● **Trecho do relato**:
▼▼▼

A partir daí senti nascer em mim uma legítima necessidade de encontrar respostas para minha crise existencial por meio da prática religiosa. Passei a visitar igrejas evangélicas, católicas e grupos espíritas, em busca de práticas e ensinamentos com os quais eu me identificaria, mas que nem eu mesma ainda sabia o que seria. E foi então que recebi o convite da minha amiga para conhecer o grupo budista.

No dia marcado, entramos numa pequena sala de um edifício comercial estabelecida no centro da cidade e me deparei com uma cena inédita para mim: um grupo de pessoas sentadas no chão em cima de tapetes e almofadas aguardando o início da reunião.

Para minha surpresa, senti imediatamente uma forte conexão com aquelas pessoas e muito confortável com a dinâmica do grupo que consistia em ler escritos budistas de variadas tradições, seguido de debates, alguns pequenos rituais e intervalos de meditação silenciosa de 1 a 3 minutos, no máximo.

Daquele dia em diante passei a participar com bastante frequência e a me sentir parte daquele grupo, porém ainda não estava totalmente convencida de que teria encontrado as respostas para minhas mais profundas indagações sobre a existência humana.

Com o passar do tempo, foi decidido que o melhor para o grupo seria professar uma única tradição budista e associar-se a uma instituição. Então, o coordenador do grupo convidou um monge zen budista para um minirretiro, quando na oportunidade ele apresentaria ao nosso grupo os ensinamentos daquela tradição.

Em fevereiro de 2014 tivemos a felicidade de receber pela primeira vez na nossa cidade e estado o orientador espiritual Genshô Sensei, monge zen budista da comunidade Daissen com sede em Florianópolis/SC.  O evento começou com uma palestra no nosso pequeno espaço de encontros semanais, plateia lotada.

Assim que aquele monge iniciou sua fala, senti desabrochar em mim um lampejo de lucidez! Tudo o que ele dizia fazia sentido para mim, foi um sentimento indescritível! À medida que ele ia explicando os ensinamentos zen budistas, eu pensava: “É isso…! É isso! ” Senti que finalmente alguém tinha dito algo sobre a existência humana que eu poderia realmente acreditar.

A partir dali nosso grupo decidiu seguir a tradição Zen-Budista e associar-se à comunidade Daissen. Passamos a realizar encontros semanais com a prática de zazen sob orientação de Genshô Sensei. E foi aí que meu trabalho duro começou.

Acredito sinceramente que conheço o Dharma de Buda de outras vidas, talvez por isso o Zen Budismo me pareceu intelectualmente palatável, mas na prática não foi bem assim.

Os conceitos de “impermanência, apego, não-eu, forma e vazio” e tantos outros, significou, na prática, um enfrentamento direto com meus piores defeitos, o que exigiu de mim o reconhecimento do meu ego forte. Metaforicamente falando, digo que o Zen me quebrou, derrubou todas as estruturas e paredes da minha casa e disse: “Agora sua tarefa é reconstruir tudo novamente”.

▲▲▲

● **Tarefa proposta**: Transcreva do relato sobre o Zen Budismo todo o trecho que vai de "A partir daí" até "início da reunião.", sem qualquer alteração. Baseie-se apenas no relato acima.

● **Dados exibidos**:
▼▼▼

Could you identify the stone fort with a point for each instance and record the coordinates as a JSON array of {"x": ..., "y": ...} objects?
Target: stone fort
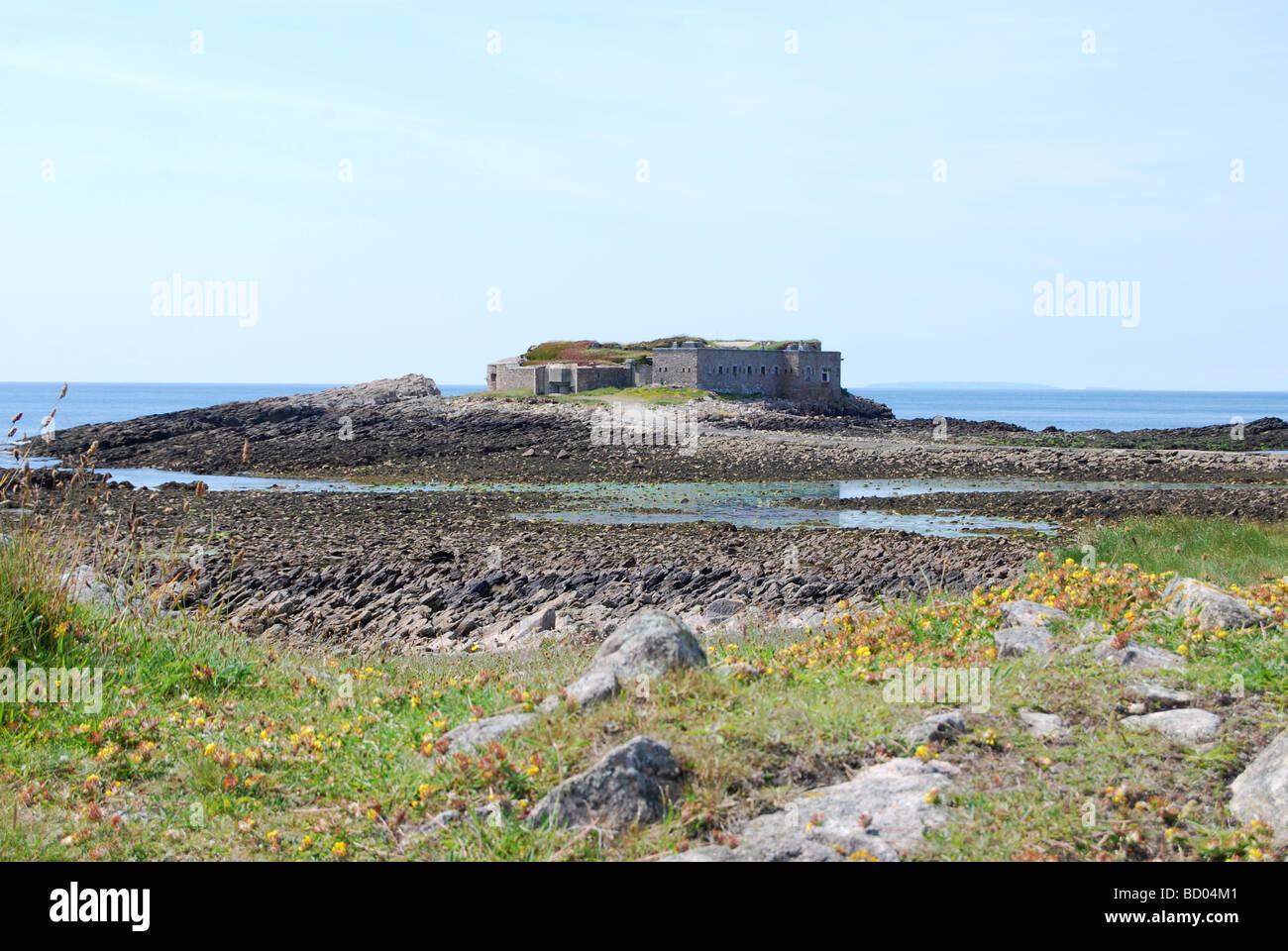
[{"x": 798, "y": 370}]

▲▲▲

● **Resultado obtido**:
A partir daí senti nascer em mim uma legítima necessidade de encontrar respostas para minha crise existencial por meio da prática religiosa. Passei a visitar igrejas evangélicas, católicas e grupos espíritas, em busca de práticas e ensinamentos com os quais eu me identificaria, mas que nem eu mesma ainda sabia o que seria. E foi então que recebi o convite da minha amiga para conhecer o grupo budista.

No dia marcado, entramos numa pequena sala de um edifício comercial estabelecida no centro da cidade e me deparei com uma cena inédita para mim: um grupo de pessoas sentadas no chão em cima de tapetes e almofadas aguardando o início da reunião.